**Selected extract:**
Begin

2024 Minnesota State House - District 53A
| Party |  | Candidate | Votes | % |
|---|---|---|---|---|
|  | Democratic (DFL) | Mary Frances Clardy | 14,011 | 57.73 |
|  | Republican | Nathan Herschbach | 10,226 | 42.14 |
|  |  | Write-in | 31 | 0.13 |
| Total votes |  |  | 24,268 | 100.0 |
|  | Democratic (DFL) hold |  |  |  |

2022 Minnesota State House - District 53A
| Party |  | Candidate | Votes | % |
|---|---|---|---|---|
|  | Democratic (DFL) | Mary Frances Clardy | 10,777 | 54.51 |
|  | Republican | Todd Kruse | 8,188 | 41.41 |
|  | Legal Marijuana Now | Brent Jacobson | 785 | 3.97 |
|  |  | Write-in | 22 | 0.11 |
| Total votes |  |  | 19,772 | 100.0 |
|  | Democratic (DFL) hold |  |  |  |

== Personal life ==
Clardy resides in Inver Grove Heights, Minnesota. She identifies as Black. While teaching in Saint Paul, Clardy was injured by a student and suffered a traumatic brain injury, having to relearn how to walk, talk, read, and write.

Clardy's daughter Virginia is a health care recruiter and former NBA dancer. Virginia was cast on the eighth season of Love Is Blind, and Clardy appeared on the show.

End

**Written request 1:**
Please rewrite the listing with "road marking" replaced by "lane marking", leaving everything else unchanged.
The text and the listing have no connection to each other.

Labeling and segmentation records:
Begin

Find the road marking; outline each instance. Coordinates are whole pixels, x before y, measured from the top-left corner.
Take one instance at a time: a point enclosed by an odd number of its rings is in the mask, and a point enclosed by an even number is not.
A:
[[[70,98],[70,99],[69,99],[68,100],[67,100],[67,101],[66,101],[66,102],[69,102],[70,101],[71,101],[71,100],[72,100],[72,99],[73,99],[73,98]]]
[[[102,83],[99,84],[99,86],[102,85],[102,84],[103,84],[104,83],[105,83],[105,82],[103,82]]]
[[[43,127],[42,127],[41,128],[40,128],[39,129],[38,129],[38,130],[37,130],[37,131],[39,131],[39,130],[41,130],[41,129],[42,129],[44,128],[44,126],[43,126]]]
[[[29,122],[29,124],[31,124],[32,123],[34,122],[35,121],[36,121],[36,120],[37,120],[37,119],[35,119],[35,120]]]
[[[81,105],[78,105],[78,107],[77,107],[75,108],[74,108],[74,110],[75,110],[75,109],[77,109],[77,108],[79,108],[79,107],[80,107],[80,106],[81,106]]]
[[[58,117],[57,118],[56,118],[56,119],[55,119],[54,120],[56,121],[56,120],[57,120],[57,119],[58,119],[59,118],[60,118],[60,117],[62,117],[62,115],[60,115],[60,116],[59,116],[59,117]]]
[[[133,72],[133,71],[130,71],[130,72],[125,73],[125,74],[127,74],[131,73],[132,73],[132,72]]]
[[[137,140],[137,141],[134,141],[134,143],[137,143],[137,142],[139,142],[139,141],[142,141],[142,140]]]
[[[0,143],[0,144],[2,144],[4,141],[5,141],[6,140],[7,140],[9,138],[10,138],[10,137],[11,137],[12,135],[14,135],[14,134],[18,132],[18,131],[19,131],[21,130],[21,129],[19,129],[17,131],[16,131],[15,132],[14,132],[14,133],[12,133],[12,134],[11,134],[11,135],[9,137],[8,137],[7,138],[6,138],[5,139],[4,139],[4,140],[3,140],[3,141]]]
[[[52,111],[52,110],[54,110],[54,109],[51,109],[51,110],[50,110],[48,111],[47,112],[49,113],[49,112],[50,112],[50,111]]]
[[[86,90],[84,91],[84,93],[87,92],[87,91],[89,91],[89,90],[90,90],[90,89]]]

End

**Written request 2:**
For each statement, say whether the Clardy extract agrees with it, and quote the words of the extract that decide it. (a) Clardy was injured by a student while teaching in Saint Paul. (b) Clardy lives in Saint Paul. (c) Clardy's daughter Virginia is a former NBA dancer.

**Correct output 1:**
Find the lane marking; outline each instance. Coordinates are whole pixels, x before y, measured from the top-left corner.
Take one instance at a time: a point enclosed by an odd number of its rings is in the mask, and a point enclosed by an even number is not.
A:
[[[70,98],[70,99],[69,99],[68,100],[67,100],[67,101],[66,101],[66,102],[69,102],[70,101],[71,101],[71,100],[72,100],[72,99],[73,99],[73,98]]]
[[[102,83],[99,84],[99,86],[102,85],[102,84],[103,84],[104,83],[105,83],[105,82],[103,82]]]
[[[43,127],[42,127],[41,128],[40,128],[39,129],[38,129],[38,130],[37,130],[37,131],[39,131],[39,130],[41,130],[41,129],[42,129],[44,128],[44,126],[43,126]]]
[[[29,122],[29,124],[31,124],[32,123],[34,122],[35,121],[36,121],[36,120],[37,120],[37,119],[35,119],[35,120]]]
[[[81,105],[78,105],[78,107],[77,107],[75,108],[74,108],[74,110],[75,110],[75,109],[77,109],[77,108],[79,108],[79,107],[80,107],[80,106],[81,106]]]
[[[58,117],[57,118],[56,118],[56,119],[55,119],[54,120],[56,121],[56,120],[57,120],[57,119],[58,119],[59,118],[60,118],[60,117],[62,117],[62,115],[60,115],[60,116],[59,116],[59,117]]]
[[[133,72],[133,71],[130,71],[130,72],[125,73],[125,74],[127,74],[131,73],[132,73],[132,72]]]
[[[137,140],[137,141],[134,141],[134,143],[137,143],[137,142],[139,142],[139,141],[142,141],[142,140]]]
[[[0,143],[0,144],[2,144],[4,141],[5,141],[6,140],[7,140],[9,138],[10,138],[10,137],[11,137],[12,135],[14,135],[14,134],[18,132],[18,131],[19,131],[21,130],[21,129],[19,129],[17,131],[16,131],[15,132],[14,132],[14,133],[12,133],[12,134],[11,134],[11,135],[9,137],[8,137],[7,138],[6,138],[5,139],[4,139],[4,140],[3,140],[3,141]]]
[[[52,111],[52,110],[54,110],[54,109],[51,109],[51,110],[50,110],[48,111],[47,112],[49,113],[49,112],[50,112],[50,111]]]
[[[86,90],[84,91],[84,93],[87,92],[87,91],[89,91],[89,90],[90,90],[90,89]]]

**Correct output 2:**
(a) Yes: "While teaching in Saint Paul, Clardy was injured by a student"
(b) No: "Clardy resides in Inver Grove Heights, Minnesota."
(c) Yes: "Virginia is a health care recruiter and former NBA dancer."